List each line of the data below that contains the word "roof".
□ □ □ □ □ □ □
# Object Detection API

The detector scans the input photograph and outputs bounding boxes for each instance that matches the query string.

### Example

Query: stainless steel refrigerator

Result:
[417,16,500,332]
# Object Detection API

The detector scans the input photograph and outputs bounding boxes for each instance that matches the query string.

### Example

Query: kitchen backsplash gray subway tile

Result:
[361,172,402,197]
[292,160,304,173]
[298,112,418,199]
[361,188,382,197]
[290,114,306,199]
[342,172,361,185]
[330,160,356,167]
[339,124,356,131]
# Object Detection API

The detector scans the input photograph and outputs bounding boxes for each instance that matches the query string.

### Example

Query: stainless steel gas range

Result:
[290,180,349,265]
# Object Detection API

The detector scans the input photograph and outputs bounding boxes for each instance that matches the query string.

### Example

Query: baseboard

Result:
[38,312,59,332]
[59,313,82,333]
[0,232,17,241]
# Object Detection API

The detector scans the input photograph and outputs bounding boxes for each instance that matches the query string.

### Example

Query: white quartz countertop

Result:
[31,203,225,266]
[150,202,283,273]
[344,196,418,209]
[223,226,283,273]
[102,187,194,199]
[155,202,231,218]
□ □ □ □ □ □ □
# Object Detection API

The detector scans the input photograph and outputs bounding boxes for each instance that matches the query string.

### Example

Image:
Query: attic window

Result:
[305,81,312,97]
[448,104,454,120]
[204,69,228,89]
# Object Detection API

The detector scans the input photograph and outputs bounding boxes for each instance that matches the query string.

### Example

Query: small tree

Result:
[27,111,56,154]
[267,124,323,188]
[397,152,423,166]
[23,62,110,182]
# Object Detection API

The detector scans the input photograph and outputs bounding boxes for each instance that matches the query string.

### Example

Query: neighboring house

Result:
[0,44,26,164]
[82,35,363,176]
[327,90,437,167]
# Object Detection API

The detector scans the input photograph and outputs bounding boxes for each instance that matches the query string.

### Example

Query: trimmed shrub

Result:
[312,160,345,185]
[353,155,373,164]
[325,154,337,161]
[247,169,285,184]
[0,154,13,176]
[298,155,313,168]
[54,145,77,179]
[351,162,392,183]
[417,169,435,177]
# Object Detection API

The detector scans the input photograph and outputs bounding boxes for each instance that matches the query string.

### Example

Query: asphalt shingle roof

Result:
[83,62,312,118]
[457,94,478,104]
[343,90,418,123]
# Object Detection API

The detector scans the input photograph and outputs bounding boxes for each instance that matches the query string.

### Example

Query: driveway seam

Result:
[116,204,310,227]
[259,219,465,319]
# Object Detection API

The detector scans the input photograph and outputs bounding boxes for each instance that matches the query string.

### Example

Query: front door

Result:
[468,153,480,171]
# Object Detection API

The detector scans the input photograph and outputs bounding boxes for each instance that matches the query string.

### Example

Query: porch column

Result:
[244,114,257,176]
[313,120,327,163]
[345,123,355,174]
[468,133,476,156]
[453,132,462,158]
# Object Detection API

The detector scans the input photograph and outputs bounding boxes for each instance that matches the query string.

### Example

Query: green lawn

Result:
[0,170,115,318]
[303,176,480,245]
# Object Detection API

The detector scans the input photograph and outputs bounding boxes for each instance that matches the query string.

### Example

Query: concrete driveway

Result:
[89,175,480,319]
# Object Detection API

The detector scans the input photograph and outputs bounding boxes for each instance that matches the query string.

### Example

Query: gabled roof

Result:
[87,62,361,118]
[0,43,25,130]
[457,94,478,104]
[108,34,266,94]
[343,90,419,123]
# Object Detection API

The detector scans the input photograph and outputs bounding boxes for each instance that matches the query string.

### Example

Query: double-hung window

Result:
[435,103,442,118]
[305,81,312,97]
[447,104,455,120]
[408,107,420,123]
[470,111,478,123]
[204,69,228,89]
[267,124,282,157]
□ □ □ □ □ □ □
| Correct answer |
Query: asphalt shingle roof
Query: gabled roof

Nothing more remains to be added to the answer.